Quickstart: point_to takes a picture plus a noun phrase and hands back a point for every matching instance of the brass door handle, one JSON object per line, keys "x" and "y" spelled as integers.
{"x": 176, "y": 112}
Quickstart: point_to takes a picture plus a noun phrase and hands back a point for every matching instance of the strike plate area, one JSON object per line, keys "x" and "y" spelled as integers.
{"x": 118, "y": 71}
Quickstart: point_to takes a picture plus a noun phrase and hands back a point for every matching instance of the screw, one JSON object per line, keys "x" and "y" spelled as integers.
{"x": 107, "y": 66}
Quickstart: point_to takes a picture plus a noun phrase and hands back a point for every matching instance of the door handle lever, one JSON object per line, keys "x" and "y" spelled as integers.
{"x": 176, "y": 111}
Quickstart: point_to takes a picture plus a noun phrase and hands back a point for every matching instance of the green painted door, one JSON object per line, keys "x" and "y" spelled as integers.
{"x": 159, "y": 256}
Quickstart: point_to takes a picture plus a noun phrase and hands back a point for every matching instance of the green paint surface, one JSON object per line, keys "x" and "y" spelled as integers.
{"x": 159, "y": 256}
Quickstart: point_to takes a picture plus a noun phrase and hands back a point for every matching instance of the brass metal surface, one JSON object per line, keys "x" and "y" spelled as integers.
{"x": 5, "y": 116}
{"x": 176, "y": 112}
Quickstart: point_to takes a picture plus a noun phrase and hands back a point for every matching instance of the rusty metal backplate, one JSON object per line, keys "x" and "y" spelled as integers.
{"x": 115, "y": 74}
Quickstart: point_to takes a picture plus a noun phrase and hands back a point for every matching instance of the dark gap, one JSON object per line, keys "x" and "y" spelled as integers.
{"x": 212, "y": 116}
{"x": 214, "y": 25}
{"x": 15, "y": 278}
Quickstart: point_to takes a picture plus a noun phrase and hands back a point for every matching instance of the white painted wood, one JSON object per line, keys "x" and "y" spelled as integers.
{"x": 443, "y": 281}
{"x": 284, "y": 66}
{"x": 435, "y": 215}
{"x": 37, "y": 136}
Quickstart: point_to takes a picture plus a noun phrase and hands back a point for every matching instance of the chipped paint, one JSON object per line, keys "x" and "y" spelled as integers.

SET EXERCISE: Return every record, word for word.

EXERCISE SOLUTION:
Quickstart: point_to takes a picture plus a noun phrase and hands back a point for every matching instance of the brass door handle, one JSON object per line, keys "x" and "y" spelled as integers.
{"x": 176, "y": 112}
Quickstart: point_to takes a picture plus a noun phrase and hands back a point for every matching instance of the strike plate area, one JSON object per line, keys "x" and "y" spelled as integers.
{"x": 118, "y": 71}
Quickstart: point_to takes a picture plus a noun phrase and hands back a point for every matching instance of the screw, one JSON object per line, keys "x" and "y" spelled as integers.
{"x": 107, "y": 66}
Quickstart: point_to takes a picture plus a noun phrase and hands back a point for every matching instance of the door handle lever, one JSON object per line, keys "x" and "y" spelled as integers.
{"x": 176, "y": 111}
Quickstart: point_to takes a picture plus a noun phrase and hands back a point for every matching instance of the green painted door, one JSON object per line, keys "x" and "y" spelled as integers.
{"x": 159, "y": 256}
Quickstart: point_to takes a picture plus a noun phrase and hands back a point for every matching instance of the green paint surface, one JSON object per line, keys "x" and "y" spelled as integers.
{"x": 159, "y": 256}
Quickstart: point_to takes a picture plus a noun phrase and hands back a point for every matching instance of the brass metal surface, one JSON object per line, keys "x" and "y" spelled as integers.
{"x": 5, "y": 116}
{"x": 176, "y": 112}
Quickstart: point_to takes a picture plus a noun phrase and hands back a point for every matching instance of the rusty metal backplate, one JSON object per line, keys "x" and "y" spelled as integers.
{"x": 115, "y": 74}
Quickstart: point_to takes a picture plus a noun phrase and hands back a point for every matching instance of the dark gap, one JSON object per line, keys "x" and "y" spelled as integers.
{"x": 212, "y": 116}
{"x": 214, "y": 25}
{"x": 15, "y": 278}
Quickstart: point_to takes a picture plus a noun phrase and hands back a point for every matching instance of the white painted wood, one JSON object per line, keys "x" and "y" spelled as integers.
{"x": 443, "y": 281}
{"x": 284, "y": 66}
{"x": 435, "y": 215}
{"x": 37, "y": 136}
Quickstart: point_to takes a picture plus a noun phrase and hands back a point for every matching instance of the chipped paint, one JSON object per line, keys "x" and "y" spelled as integers.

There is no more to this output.